10. It will seem that the particulars to be specified in form 4-A are those which at the stage when that application has to be made are fully known to the Commercial Tax Officer or could be otherwise gathered. Column No. 1 asks the applicant to mention the serial number and it is difficult to understand what that column means. Column 2 requires him to specify the name, address and the registration number of the dealer who paid the tax under Section 5(4) of the Act and those particulars relate to the applicant. Against column 3 the description of the goods has to be given. Column 4 asks him to specify the period of the return relating to the assessment under Section 5(4). Against column 5 the amount of the tax paid under Section 5(4) has to be specified. Column 6 asks for unnecessary information with respect to antecedent transactions and column 7, the date on which the inter State sale was effected by the applicant. Against column 8 there should be a specification of the amount of the central sales tax paid by the applicant, and, the information required against that column has no relevance by reason of the decision of this Court in (1967) 20 S.T.C. 89 (Mys), the elucidation made in which was that the payment of the tax under the Central Sales Tax Act is not a condition precedent to a claim to refund. Against column 9 the applicant has to state the amount of the tax of which he seeks refund. There is a declaration at the end of the form which has to be signed by the applicant.
11. It will be seen that although it would be convenient for a dealer who makes an application for a refund to specify the information to which the form refers so that the Commercial Tax Officer may expeditiously dispose of the application on the basis of the form which is self contained, it is clear that the requirement that the application should be made only in that form is merely directory and not mandatory.
12. That being so, the omission to make an application in the form prescribed cannot lead to the nullification of the absolute right to a refund expressly created by the proviso to Section 5(4) of the Act. If the Commercial Tax Officer requires any information which is not already known to him and which has relevance to the claim for a refund, he could always call upon the dealer to furnish that information, but he could not in our opinion, refuse the refund on the ground that information has not already been furnished or that it is not furnished in a particular form.

#### DATA EXCERPTS
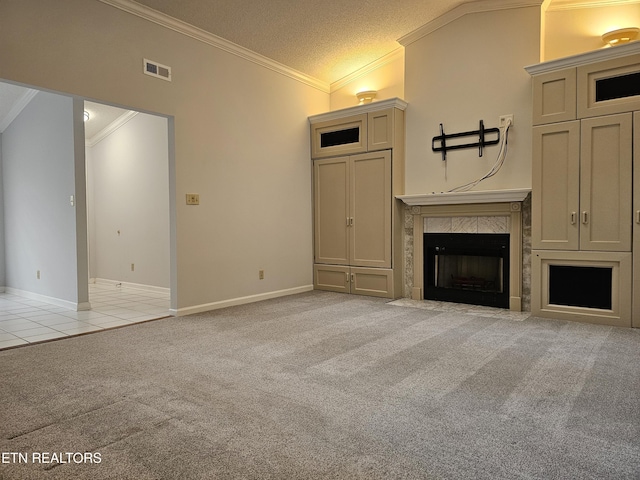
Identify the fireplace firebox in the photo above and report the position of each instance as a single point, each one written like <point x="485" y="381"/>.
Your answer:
<point x="468" y="268"/>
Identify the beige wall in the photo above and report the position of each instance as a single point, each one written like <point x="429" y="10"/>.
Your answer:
<point x="241" y="137"/>
<point x="467" y="70"/>
<point x="571" y="31"/>
<point x="387" y="78"/>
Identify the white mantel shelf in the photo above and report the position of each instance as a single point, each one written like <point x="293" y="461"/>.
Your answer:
<point x="459" y="198"/>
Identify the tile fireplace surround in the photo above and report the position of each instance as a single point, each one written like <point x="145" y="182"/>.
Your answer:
<point x="495" y="211"/>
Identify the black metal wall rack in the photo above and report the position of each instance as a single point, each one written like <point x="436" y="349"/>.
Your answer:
<point x="480" y="144"/>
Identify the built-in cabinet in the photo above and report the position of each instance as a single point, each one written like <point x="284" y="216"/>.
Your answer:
<point x="358" y="168"/>
<point x="582" y="184"/>
<point x="586" y="188"/>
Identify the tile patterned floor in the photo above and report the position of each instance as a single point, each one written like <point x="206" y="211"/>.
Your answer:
<point x="24" y="321"/>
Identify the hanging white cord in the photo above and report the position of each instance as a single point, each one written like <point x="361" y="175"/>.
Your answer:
<point x="502" y="154"/>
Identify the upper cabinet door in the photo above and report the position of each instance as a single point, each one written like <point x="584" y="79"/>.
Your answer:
<point x="609" y="87"/>
<point x="554" y="97"/>
<point x="556" y="186"/>
<point x="380" y="125"/>
<point x="606" y="183"/>
<point x="343" y="137"/>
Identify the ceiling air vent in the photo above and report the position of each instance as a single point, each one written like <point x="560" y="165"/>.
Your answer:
<point x="156" y="69"/>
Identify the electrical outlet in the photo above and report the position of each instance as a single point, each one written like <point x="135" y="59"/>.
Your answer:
<point x="502" y="120"/>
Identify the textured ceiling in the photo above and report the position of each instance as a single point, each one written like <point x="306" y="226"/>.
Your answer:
<point x="327" y="39"/>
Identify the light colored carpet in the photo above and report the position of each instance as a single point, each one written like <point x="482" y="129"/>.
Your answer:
<point x="324" y="385"/>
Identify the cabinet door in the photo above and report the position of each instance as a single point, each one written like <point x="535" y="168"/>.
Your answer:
<point x="556" y="183"/>
<point x="370" y="193"/>
<point x="332" y="278"/>
<point x="609" y="87"/>
<point x="636" y="220"/>
<point x="380" y="129"/>
<point x="606" y="182"/>
<point x="375" y="282"/>
<point x="554" y="97"/>
<point x="331" y="210"/>
<point x="339" y="137"/>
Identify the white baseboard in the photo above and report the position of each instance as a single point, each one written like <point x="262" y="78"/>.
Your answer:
<point x="238" y="301"/>
<point x="136" y="286"/>
<point x="58" y="302"/>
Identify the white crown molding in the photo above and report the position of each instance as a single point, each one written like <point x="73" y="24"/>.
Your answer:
<point x="358" y="109"/>
<point x="462" y="10"/>
<point x="109" y="129"/>
<point x="215" y="41"/>
<point x="557" y="5"/>
<point x="22" y="102"/>
<point x="604" y="53"/>
<point x="367" y="69"/>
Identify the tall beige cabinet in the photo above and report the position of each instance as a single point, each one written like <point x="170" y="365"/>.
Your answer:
<point x="586" y="187"/>
<point x="358" y="168"/>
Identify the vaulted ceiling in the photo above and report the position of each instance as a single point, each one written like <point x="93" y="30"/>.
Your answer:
<point x="326" y="39"/>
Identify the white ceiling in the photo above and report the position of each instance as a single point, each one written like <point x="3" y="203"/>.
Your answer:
<point x="327" y="39"/>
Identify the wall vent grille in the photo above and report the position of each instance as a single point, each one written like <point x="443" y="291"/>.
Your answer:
<point x="155" y="69"/>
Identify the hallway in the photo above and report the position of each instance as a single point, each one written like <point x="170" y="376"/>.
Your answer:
<point x="24" y="321"/>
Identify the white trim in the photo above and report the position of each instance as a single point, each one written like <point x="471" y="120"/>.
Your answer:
<point x="50" y="300"/>
<point x="458" y="198"/>
<point x="367" y="69"/>
<point x="109" y="129"/>
<point x="557" y="5"/>
<point x="462" y="10"/>
<point x="584" y="58"/>
<point x="358" y="109"/>
<point x="22" y="102"/>
<point x="134" y="286"/>
<point x="215" y="41"/>
<point x="238" y="301"/>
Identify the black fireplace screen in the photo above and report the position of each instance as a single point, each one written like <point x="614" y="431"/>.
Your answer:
<point x="467" y="268"/>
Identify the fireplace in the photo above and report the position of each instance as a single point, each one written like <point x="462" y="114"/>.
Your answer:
<point x="474" y="212"/>
<point x="467" y="268"/>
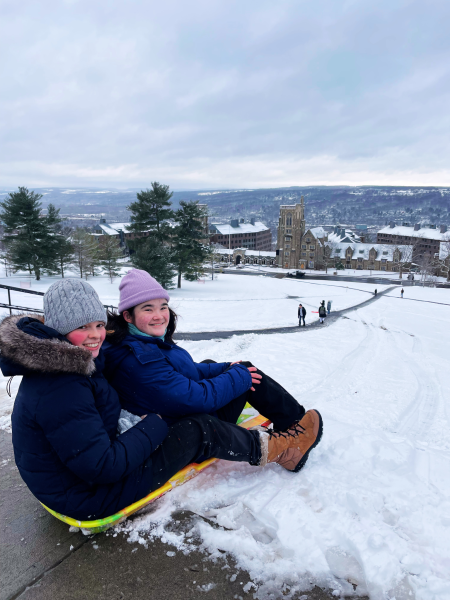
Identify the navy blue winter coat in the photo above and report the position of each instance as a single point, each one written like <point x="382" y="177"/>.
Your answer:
<point x="64" y="426"/>
<point x="154" y="376"/>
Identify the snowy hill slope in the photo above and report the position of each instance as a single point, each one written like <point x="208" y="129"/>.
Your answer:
<point x="371" y="508"/>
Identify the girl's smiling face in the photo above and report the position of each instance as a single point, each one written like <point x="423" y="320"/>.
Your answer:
<point x="90" y="337"/>
<point x="151" y="317"/>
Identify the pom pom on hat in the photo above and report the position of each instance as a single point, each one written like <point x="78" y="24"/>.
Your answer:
<point x="139" y="286"/>
<point x="72" y="303"/>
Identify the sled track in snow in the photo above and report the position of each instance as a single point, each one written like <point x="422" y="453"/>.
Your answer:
<point x="418" y="417"/>
<point x="215" y="335"/>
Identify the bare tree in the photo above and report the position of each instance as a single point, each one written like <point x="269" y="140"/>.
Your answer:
<point x="110" y="254"/>
<point x="85" y="252"/>
<point x="443" y="259"/>
<point x="403" y="258"/>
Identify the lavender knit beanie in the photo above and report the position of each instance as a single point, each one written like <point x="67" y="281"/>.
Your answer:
<point x="138" y="286"/>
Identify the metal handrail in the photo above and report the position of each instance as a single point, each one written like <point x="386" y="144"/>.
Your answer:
<point x="12" y="307"/>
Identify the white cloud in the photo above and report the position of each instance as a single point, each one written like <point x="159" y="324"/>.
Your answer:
<point x="225" y="93"/>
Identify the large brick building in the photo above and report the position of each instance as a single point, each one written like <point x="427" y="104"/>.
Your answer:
<point x="238" y="234"/>
<point x="297" y="247"/>
<point x="426" y="240"/>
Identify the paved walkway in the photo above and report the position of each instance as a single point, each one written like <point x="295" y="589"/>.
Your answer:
<point x="221" y="335"/>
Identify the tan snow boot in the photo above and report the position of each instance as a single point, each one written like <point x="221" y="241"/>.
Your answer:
<point x="291" y="448"/>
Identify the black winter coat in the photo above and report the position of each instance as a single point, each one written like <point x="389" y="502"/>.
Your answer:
<point x="64" y="426"/>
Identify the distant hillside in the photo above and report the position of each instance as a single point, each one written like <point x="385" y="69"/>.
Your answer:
<point x="325" y="205"/>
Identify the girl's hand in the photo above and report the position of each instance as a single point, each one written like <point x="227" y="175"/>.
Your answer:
<point x="256" y="377"/>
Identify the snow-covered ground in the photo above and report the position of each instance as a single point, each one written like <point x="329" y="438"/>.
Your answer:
<point x="371" y="508"/>
<point x="227" y="303"/>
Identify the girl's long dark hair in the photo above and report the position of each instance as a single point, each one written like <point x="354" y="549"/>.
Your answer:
<point x="117" y="327"/>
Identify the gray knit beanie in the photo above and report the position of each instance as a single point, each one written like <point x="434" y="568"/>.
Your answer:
<point x="71" y="303"/>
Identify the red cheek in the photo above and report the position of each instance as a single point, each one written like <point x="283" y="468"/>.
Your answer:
<point x="76" y="337"/>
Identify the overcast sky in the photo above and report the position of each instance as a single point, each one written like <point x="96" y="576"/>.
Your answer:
<point x="224" y="93"/>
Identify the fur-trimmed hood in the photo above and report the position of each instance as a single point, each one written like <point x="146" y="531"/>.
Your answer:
<point x="25" y="342"/>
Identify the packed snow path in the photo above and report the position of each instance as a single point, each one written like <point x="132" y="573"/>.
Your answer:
<point x="371" y="509"/>
<point x="331" y="318"/>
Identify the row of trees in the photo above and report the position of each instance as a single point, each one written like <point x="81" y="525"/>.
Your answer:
<point x="406" y="257"/>
<point x="169" y="242"/>
<point x="166" y="243"/>
<point x="40" y="245"/>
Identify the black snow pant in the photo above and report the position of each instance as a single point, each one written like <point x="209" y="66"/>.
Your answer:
<point x="269" y="398"/>
<point x="199" y="437"/>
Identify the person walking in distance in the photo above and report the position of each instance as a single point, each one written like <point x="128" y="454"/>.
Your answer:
<point x="322" y="312"/>
<point x="301" y="315"/>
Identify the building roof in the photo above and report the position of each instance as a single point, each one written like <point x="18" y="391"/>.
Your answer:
<point x="318" y="232"/>
<point x="361" y="250"/>
<point x="343" y="235"/>
<point x="246" y="252"/>
<point x="227" y="229"/>
<point x="424" y="232"/>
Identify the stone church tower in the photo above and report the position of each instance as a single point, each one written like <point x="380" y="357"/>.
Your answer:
<point x="291" y="229"/>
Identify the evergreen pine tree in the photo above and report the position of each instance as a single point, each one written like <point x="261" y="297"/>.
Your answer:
<point x="64" y="252"/>
<point x="189" y="247"/>
<point x="110" y="253"/>
<point x="150" y="213"/>
<point x="60" y="249"/>
<point x="85" y="252"/>
<point x="155" y="258"/>
<point x="28" y="234"/>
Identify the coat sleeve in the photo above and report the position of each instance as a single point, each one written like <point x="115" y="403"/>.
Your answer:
<point x="76" y="432"/>
<point x="157" y="387"/>
<point x="209" y="370"/>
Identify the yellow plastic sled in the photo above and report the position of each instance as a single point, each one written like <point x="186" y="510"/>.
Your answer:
<point x="179" y="478"/>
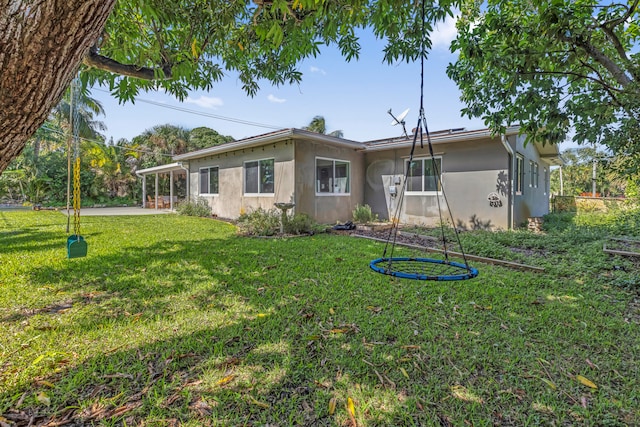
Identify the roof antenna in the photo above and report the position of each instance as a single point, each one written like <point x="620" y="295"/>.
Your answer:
<point x="400" y="120"/>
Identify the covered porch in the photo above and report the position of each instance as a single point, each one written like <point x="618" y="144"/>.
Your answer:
<point x="169" y="186"/>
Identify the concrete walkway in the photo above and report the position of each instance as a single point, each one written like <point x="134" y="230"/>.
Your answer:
<point x="129" y="211"/>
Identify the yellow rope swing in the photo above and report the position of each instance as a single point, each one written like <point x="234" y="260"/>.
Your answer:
<point x="76" y="245"/>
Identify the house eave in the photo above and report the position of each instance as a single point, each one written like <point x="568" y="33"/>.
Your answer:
<point x="160" y="169"/>
<point x="269" y="138"/>
<point x="460" y="136"/>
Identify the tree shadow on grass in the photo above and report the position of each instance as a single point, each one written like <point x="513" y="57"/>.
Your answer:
<point x="219" y="354"/>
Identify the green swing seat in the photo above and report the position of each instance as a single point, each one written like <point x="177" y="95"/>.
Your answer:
<point x="76" y="246"/>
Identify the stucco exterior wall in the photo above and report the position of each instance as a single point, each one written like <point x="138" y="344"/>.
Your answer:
<point x="231" y="200"/>
<point x="326" y="207"/>
<point x="532" y="201"/>
<point x="471" y="172"/>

#### PROMPT 1
From the passage on tax refund applications, reproduce the part that opens with the words containing "12. That being" and closes with "a particular form.", substituting "Assessing Authority" for "Commercial Tax Officer".
#### PROMPT 2
Translate this sentence from the passage on tax refund applications into Spanish: "Against column 9 the applicant has to state the amount of the tax of which he seeks refund."

#### REPLY 1
12. That being so, the omission to make an application in the form prescribed cannot lead to the nullification of the absolute right to a refund expressly created by the proviso to Section 5(4) of the Act. If the Assessing Authority requires any information which is not already known to him and which has relevance to the claim for a refund, he could always call upon the dealer to furnish that information, but he could not in our opinion, refuse the refund on the ground that information has not already been furnished or that it is not furnished in a particular form.

#### REPLY 2
En la columna 9, el solicitante debe indicar el importe del impuesto cuyo reembolso solicita.